→ What this task involves
Copy the result of filtering the entries below for lines that include the string "cloud".

Items listed in a dataset:
>>>

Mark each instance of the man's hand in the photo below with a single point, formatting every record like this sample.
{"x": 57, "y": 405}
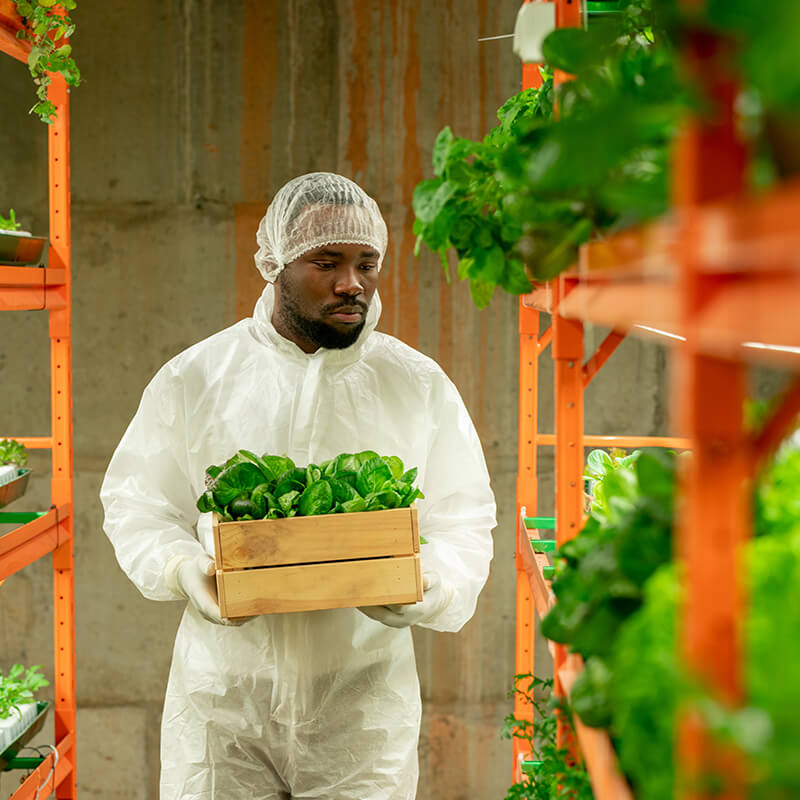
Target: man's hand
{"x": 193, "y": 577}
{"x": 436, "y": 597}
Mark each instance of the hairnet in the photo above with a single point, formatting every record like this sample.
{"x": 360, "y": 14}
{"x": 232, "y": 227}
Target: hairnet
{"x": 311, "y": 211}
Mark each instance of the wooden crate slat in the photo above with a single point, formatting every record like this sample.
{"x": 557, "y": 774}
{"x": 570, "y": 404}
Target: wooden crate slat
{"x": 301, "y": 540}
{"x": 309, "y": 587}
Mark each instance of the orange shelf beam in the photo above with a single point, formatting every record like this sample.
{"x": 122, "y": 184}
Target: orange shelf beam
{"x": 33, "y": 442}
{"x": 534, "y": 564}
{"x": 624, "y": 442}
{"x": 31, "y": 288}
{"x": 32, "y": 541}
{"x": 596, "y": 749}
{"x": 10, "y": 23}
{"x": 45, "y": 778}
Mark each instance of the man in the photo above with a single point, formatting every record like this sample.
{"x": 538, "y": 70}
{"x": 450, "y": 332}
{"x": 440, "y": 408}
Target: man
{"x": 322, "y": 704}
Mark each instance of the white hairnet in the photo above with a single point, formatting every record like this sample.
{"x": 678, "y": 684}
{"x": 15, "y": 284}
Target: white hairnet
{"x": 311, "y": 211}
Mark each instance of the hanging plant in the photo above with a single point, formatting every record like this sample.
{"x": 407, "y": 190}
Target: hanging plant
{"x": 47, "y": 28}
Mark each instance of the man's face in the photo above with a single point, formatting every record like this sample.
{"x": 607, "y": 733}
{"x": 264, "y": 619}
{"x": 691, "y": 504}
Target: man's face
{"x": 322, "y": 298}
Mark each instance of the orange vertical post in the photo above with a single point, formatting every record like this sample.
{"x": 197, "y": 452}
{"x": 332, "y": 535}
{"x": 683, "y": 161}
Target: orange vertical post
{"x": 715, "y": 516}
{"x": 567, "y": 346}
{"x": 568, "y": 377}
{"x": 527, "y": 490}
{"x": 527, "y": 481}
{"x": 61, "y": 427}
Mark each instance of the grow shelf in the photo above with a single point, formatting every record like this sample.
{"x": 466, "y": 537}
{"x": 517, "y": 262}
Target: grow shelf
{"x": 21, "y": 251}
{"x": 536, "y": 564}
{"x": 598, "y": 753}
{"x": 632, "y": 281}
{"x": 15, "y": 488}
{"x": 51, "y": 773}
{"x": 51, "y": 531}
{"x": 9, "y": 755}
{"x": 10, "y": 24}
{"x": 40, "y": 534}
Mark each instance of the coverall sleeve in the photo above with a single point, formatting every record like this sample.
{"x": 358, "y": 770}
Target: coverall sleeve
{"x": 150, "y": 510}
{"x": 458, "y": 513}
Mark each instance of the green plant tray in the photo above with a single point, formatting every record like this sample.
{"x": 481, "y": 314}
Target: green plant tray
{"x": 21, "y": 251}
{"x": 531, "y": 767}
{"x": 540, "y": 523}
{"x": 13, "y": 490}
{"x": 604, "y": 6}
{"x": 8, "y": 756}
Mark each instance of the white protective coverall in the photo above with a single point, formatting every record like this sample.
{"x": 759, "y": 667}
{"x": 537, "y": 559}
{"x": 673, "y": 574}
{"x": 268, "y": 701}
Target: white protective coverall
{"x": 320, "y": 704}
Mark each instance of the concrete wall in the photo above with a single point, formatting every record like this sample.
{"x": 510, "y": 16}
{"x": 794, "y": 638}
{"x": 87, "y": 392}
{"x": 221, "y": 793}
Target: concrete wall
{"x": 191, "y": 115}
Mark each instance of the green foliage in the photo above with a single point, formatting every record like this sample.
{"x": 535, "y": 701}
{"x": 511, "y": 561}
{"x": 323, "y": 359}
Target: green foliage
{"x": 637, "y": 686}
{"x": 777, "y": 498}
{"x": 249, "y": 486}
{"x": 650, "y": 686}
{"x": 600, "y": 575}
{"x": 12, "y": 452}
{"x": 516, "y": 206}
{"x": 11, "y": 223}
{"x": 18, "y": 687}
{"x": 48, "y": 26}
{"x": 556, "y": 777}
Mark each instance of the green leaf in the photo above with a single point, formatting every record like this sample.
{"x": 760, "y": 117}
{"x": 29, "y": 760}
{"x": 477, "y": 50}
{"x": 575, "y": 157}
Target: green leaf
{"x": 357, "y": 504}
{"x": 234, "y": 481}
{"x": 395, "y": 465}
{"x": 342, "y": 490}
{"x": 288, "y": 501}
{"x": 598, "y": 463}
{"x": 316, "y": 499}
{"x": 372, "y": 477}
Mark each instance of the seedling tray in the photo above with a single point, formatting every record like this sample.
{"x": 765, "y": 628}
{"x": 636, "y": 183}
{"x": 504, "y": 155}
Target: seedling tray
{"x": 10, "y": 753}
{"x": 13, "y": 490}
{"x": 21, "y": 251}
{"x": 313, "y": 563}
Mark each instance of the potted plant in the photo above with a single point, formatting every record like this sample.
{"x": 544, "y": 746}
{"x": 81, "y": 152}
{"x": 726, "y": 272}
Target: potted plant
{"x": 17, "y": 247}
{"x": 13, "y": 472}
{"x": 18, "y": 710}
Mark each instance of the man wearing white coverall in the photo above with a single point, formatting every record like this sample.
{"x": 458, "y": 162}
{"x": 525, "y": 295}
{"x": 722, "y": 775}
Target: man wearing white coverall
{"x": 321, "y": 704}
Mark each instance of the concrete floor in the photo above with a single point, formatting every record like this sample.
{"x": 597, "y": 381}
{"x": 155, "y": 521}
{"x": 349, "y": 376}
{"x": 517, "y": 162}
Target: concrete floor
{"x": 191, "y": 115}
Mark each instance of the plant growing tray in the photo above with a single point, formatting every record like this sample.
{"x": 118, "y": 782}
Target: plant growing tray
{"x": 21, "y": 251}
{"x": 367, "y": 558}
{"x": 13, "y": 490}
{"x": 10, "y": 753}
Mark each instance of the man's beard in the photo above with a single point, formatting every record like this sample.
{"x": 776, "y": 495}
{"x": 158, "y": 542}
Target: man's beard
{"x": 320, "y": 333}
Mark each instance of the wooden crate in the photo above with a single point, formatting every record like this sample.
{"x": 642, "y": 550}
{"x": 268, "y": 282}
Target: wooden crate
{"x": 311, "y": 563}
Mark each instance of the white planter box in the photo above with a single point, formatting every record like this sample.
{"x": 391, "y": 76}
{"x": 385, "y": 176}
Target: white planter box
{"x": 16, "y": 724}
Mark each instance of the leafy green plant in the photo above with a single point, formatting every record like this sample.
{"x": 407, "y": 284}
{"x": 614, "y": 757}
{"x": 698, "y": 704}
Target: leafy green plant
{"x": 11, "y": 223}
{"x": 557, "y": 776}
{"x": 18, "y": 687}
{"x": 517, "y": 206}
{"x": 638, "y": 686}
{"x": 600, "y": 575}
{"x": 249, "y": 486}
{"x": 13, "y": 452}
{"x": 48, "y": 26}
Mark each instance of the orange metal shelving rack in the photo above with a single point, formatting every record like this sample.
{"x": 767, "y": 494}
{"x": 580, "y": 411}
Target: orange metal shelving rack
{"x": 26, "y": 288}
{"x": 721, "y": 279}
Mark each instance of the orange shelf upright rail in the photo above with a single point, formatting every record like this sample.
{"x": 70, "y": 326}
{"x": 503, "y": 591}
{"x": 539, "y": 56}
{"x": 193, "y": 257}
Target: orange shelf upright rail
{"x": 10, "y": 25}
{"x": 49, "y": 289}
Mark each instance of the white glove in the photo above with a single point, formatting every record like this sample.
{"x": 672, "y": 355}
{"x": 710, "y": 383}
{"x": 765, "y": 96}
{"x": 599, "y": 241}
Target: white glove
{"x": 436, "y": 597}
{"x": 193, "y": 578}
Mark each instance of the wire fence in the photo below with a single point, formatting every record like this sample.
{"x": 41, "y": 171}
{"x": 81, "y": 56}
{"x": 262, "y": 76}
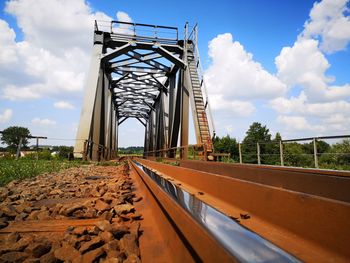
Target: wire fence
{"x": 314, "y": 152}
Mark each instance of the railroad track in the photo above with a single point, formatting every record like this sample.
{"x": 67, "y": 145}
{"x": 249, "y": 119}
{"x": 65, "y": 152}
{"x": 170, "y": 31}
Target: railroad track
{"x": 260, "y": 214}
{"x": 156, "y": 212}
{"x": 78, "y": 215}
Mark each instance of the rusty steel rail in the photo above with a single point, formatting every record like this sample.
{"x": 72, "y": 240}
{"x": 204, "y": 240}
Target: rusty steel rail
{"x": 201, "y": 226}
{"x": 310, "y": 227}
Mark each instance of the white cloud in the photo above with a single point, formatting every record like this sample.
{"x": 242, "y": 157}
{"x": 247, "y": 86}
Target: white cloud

<<<

→ Output
Mark each instance of the white cloud in the photo above with a single point, formatting every record like this sample.
Target: white cloud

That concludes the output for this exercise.